%%

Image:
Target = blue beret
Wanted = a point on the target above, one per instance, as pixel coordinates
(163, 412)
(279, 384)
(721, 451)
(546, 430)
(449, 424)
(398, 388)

%%

Written instruction: Rescale the entries above by rewriting every line, requests included, with each pixel coordinate in the answers multiplied by 0.3 and rounded to the nearest whole number, halves rounding up.

In response:
Image:
Target = blue beret
Wanted = a point on the target above, one per instance, as pixel coordinates
(49, 124)
(84, 115)
(216, 135)
(164, 129)
(135, 127)
(119, 116)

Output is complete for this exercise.